→ **Request**:
Gather every line below that contains the word "field" and copy each one out in full.

##### Exercise data #####

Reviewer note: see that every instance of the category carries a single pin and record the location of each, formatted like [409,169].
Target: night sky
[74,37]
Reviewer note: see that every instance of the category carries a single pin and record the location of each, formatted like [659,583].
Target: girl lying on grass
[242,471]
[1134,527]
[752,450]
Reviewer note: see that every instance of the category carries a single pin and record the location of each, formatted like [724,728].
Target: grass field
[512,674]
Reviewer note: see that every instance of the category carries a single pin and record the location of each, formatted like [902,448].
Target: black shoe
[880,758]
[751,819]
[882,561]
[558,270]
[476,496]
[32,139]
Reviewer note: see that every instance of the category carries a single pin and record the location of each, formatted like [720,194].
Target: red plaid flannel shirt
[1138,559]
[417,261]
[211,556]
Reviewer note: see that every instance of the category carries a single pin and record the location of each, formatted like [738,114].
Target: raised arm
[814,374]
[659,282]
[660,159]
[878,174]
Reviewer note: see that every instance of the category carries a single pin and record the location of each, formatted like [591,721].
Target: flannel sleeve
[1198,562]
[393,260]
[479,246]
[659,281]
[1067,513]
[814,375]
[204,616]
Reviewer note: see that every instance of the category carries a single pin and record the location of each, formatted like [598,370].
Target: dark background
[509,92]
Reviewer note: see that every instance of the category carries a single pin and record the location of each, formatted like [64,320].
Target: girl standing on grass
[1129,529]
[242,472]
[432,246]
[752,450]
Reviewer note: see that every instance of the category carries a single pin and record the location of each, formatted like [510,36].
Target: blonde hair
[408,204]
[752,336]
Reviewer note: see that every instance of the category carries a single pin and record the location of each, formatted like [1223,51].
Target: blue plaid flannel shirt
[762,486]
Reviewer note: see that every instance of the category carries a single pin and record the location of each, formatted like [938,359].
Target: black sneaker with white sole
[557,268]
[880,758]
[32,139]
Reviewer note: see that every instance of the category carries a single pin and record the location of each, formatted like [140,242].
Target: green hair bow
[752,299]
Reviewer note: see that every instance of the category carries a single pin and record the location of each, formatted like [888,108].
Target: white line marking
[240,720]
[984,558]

#####
##### Exercise data #####

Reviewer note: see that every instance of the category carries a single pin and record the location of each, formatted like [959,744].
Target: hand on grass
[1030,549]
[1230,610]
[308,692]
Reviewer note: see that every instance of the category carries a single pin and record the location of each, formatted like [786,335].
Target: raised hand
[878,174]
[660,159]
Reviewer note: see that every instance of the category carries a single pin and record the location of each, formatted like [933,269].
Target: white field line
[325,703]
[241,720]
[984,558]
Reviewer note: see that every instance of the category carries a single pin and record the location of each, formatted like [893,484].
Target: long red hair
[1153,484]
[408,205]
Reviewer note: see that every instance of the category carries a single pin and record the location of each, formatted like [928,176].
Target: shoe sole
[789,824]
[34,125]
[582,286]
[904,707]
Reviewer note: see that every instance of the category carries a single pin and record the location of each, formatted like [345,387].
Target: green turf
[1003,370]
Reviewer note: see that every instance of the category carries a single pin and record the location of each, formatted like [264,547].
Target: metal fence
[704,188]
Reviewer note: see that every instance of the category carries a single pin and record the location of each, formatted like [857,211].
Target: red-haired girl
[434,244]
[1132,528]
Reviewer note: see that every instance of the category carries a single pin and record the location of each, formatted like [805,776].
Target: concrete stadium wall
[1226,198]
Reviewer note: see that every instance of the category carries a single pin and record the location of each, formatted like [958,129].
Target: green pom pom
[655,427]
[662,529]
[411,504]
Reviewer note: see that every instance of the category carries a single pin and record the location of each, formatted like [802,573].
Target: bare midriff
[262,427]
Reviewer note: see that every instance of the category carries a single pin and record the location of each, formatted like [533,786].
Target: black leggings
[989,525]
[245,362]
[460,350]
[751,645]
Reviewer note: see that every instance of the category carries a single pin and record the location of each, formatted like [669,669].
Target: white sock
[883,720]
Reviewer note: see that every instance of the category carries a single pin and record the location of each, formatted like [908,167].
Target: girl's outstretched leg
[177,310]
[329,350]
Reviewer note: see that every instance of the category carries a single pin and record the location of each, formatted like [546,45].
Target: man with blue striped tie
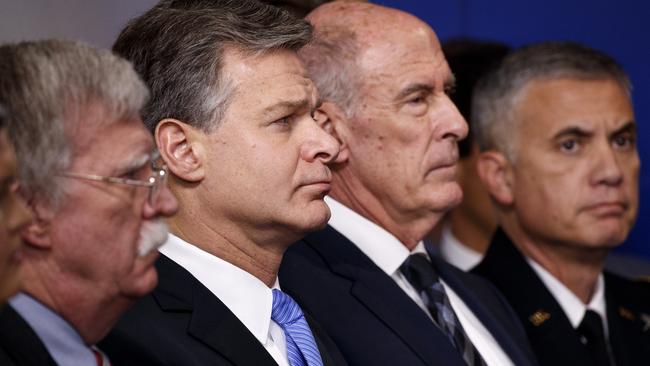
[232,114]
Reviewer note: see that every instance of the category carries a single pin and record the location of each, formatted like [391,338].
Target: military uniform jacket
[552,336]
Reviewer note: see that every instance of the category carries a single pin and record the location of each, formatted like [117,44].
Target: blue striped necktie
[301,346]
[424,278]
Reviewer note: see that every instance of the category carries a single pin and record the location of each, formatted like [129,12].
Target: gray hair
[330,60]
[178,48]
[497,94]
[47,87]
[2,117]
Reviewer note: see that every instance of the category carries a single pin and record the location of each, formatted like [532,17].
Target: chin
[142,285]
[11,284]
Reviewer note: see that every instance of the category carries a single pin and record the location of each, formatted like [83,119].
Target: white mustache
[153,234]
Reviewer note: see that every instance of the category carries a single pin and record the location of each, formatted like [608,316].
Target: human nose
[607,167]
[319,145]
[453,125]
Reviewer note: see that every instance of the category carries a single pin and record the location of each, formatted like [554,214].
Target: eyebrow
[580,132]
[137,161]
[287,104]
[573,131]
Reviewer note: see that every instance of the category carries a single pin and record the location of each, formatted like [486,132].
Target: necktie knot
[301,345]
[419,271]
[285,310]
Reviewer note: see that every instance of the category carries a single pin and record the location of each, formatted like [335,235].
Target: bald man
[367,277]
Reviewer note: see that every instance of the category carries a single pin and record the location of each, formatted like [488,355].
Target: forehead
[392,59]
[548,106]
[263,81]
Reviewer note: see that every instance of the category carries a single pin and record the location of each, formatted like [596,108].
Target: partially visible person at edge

#####

→ **Complete output**:
Target: grass field
Target: white field line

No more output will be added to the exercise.